(Records from a dataset)
*****

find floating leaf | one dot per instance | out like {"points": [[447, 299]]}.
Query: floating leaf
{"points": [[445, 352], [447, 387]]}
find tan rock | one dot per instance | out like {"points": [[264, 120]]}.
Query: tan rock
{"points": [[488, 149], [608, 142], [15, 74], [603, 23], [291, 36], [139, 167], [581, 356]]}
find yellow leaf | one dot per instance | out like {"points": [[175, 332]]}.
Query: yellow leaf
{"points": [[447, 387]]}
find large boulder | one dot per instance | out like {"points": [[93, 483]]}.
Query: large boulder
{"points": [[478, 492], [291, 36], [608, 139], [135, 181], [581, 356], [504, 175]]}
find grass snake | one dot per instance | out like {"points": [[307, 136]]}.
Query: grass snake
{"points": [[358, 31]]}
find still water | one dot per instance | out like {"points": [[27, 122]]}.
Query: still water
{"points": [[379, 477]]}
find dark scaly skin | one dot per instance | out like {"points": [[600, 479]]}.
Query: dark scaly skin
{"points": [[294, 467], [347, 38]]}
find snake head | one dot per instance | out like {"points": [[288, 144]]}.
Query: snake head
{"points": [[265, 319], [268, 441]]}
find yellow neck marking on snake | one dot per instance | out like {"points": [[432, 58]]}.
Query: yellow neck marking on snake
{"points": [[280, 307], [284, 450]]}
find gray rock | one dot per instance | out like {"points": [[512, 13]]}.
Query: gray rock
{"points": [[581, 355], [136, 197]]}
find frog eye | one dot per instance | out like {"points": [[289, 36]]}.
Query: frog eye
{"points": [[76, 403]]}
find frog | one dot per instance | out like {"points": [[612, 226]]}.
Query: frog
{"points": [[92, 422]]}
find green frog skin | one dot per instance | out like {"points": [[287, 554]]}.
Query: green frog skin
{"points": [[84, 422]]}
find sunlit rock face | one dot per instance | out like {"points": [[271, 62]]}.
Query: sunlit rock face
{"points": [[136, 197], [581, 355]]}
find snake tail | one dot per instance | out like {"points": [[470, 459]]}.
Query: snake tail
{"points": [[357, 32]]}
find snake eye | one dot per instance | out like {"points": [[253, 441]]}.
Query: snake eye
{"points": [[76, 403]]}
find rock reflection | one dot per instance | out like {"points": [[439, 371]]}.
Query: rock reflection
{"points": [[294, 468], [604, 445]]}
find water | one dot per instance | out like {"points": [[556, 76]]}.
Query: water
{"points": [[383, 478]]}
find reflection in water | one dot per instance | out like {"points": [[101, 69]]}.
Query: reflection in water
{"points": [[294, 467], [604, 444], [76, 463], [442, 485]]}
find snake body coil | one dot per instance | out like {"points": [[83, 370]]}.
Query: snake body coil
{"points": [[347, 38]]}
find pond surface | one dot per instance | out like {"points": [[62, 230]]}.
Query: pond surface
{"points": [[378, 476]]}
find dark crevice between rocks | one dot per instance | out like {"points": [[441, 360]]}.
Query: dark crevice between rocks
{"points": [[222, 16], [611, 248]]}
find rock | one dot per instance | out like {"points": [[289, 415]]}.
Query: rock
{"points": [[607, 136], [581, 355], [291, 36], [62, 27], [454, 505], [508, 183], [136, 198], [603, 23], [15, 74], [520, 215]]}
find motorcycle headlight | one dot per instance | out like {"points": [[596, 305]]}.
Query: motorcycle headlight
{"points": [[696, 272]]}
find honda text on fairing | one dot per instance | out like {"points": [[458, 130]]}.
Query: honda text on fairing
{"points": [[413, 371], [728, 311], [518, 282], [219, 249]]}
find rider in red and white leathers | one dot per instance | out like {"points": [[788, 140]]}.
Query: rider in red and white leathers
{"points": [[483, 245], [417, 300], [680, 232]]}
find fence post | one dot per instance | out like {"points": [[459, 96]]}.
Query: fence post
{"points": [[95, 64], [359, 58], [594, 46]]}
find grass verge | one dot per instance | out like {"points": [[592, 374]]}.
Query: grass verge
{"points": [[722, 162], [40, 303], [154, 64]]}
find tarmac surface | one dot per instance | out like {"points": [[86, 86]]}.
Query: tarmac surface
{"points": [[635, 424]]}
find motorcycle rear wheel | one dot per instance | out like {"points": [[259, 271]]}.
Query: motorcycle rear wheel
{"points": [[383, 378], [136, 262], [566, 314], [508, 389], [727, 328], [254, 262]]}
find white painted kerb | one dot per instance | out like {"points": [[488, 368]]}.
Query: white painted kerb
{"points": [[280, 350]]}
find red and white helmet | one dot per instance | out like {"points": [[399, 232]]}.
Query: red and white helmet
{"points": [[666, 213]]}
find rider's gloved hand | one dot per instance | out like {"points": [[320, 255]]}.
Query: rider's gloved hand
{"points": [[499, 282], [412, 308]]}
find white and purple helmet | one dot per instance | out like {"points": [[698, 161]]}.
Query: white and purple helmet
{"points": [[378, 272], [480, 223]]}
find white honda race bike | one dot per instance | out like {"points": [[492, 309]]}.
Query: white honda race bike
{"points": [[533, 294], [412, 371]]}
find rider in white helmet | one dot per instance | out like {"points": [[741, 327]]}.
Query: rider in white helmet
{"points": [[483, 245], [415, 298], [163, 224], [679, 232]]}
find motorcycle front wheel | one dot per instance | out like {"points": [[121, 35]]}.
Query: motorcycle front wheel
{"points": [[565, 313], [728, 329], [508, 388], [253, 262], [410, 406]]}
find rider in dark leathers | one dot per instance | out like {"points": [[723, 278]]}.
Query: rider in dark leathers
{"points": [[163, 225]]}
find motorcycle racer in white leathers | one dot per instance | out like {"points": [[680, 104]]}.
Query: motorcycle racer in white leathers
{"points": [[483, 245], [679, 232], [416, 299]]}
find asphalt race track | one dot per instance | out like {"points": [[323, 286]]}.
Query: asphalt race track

*****

Return all of the data exactly as it reads.

*EXERCISE OUTPUT*.
find floating leaf | one dot per instance | out like {"points": [[447, 299]]}.
Query: floating leaf
{"points": [[445, 352], [447, 387]]}
find tan rock | one dot per instance | out like {"points": [[264, 120]]}.
Query: tan rock
{"points": [[488, 149], [608, 142], [15, 74], [603, 23], [291, 36], [139, 167], [581, 356]]}
find yellow leaf | one dot per instance | out like {"points": [[175, 332]]}.
Query: yellow leaf
{"points": [[447, 387]]}
find large boulder | one dot per instance | out like {"points": [[93, 483]]}.
Query: large boulder
{"points": [[478, 492], [291, 36], [608, 139], [135, 181], [581, 356], [504, 175]]}
find grass snake | one dot per instance | out like {"points": [[307, 136]]}.
Query: grass snake
{"points": [[358, 31]]}
find still water | one dot per instance | out like {"points": [[27, 122]]}.
Query: still water
{"points": [[379, 477]]}
find dark scaly skin | one dot per instance | out like {"points": [[600, 479]]}.
Query: dark scaly skin
{"points": [[294, 467], [347, 38]]}
find snake head | one dot per instance | out like {"points": [[288, 144]]}.
Query: snake head
{"points": [[265, 319], [268, 441]]}
find yellow neck marking on snake | one dot per instance | out like {"points": [[432, 58]]}.
Query: yellow neck marking on snake
{"points": [[280, 307], [284, 450]]}
find gray rock | one dot per instance | out like {"points": [[512, 13]]}.
Query: gray rock
{"points": [[581, 355], [136, 197]]}
find frog eye | one dot per instance | out like {"points": [[289, 36]]}.
Query: frog eye
{"points": [[76, 403]]}
find frog | one dot per instance | out like {"points": [[612, 226]]}.
Query: frog
{"points": [[92, 422]]}
find green frog skin | one dot per instance | out like {"points": [[287, 554]]}.
Query: green frog skin
{"points": [[84, 422]]}
find sunlit rock face | one dot per instance | out like {"points": [[271, 62]]}.
Query: sunlit rock face
{"points": [[136, 197], [581, 355]]}
find snake tail | one dot per instance | out like {"points": [[470, 459]]}.
Query: snake tail
{"points": [[357, 32]]}
find snake eye | one dot per instance | out like {"points": [[253, 441]]}.
Query: snake eye
{"points": [[76, 403]]}
find rock reflection | one dot per instance | out like {"points": [[439, 371]]}.
Query: rock reflection
{"points": [[294, 468], [604, 445]]}
find water | one dot per instance | out like {"points": [[556, 76]]}.
Query: water
{"points": [[383, 478]]}
find reflection in water | one dot per instance | out like {"points": [[101, 69]]}.
Query: reflection in water
{"points": [[294, 467], [604, 444], [76, 463], [442, 485]]}
find snake body coil | one dot per instance | out like {"points": [[83, 370]]}.
Query: snake body coil
{"points": [[347, 38]]}
find pond surface | one dot per instance | out like {"points": [[62, 230]]}.
Query: pond surface
{"points": [[378, 476]]}
find dark crevice between rocks | one dot per instance | out like {"points": [[441, 360]]}.
Query: dark crevice between rocks
{"points": [[222, 16], [611, 248]]}
find rock | one dot per instance | out like {"points": [[289, 415]]}.
Query: rock
{"points": [[607, 136], [581, 355], [291, 36], [62, 27], [454, 505], [508, 183], [136, 198], [603, 23], [15, 74], [520, 215]]}
find motorcycle headlight | one dot per instance | out like {"points": [[596, 305]]}.
Query: motorcycle headlight
{"points": [[696, 272]]}
find honda text on fairing | one dot per instance | out like {"points": [[458, 130]]}.
Query: honda text on fairing
{"points": [[413, 371], [728, 311], [518, 282], [219, 249]]}
find rider in red and white leathers | one dot per instance | out like {"points": [[788, 140]]}.
Query: rider in red and white leathers
{"points": [[483, 245], [417, 300], [680, 232]]}
find fence post | one dot per instance | out like {"points": [[459, 96]]}.
Query: fence post
{"points": [[95, 64], [359, 58], [594, 46]]}
find grass verge | one dot per instance | out like {"points": [[592, 374]]}.
Query: grass verge
{"points": [[722, 162], [40, 303], [154, 64]]}
find tarmac surface | one dot per instance | out like {"points": [[86, 86]]}.
Query: tarmac surface
{"points": [[635, 424]]}
find motorcycle rear wheel | one dot per instance | out like {"points": [[259, 271]]}.
Query: motorcycle rear wheel
{"points": [[383, 378], [136, 262], [566, 314], [508, 389], [727, 328], [254, 262]]}
find white painted kerb | one dot per instance | out like {"points": [[488, 368]]}.
Query: white painted kerb
{"points": [[280, 350]]}
find red and white helmet | one dot per instance | out like {"points": [[399, 232]]}.
Query: red and white helmet
{"points": [[666, 213]]}
find rider's gloved hand | one dot per instance | out like {"points": [[320, 255]]}.
Query: rider's gloved hand
{"points": [[499, 282], [412, 308]]}
find white and purple helmet | one dot per instance | out like {"points": [[698, 161]]}.
Query: white and purple helmet
{"points": [[378, 272], [480, 223]]}
find white honda race bike | one dot per instance | out like {"points": [[492, 309]]}.
Query: white honda race bike
{"points": [[533, 294], [412, 371]]}
find rider in white helmet | one dot per instance | out like {"points": [[741, 327]]}.
Query: rider in white helmet
{"points": [[483, 245], [415, 298], [163, 224], [679, 232]]}
find motorcycle front wheel | one dot per instance | out like {"points": [[121, 35]]}.
Query: motorcycle front wheel
{"points": [[565, 313], [728, 329], [508, 388], [253, 262], [410, 406]]}
find rider in dark leathers | one dot per instance | out like {"points": [[723, 278]]}.
Query: rider in dark leathers
{"points": [[163, 225]]}
find motorcycle racer in white leathers | one dot per instance | out like {"points": [[680, 104]]}.
Query: motorcycle racer in white leathers
{"points": [[483, 245], [679, 232], [416, 299]]}
find asphalt race track | one dot per instance | out like {"points": [[323, 286]]}.
Query: asphalt race track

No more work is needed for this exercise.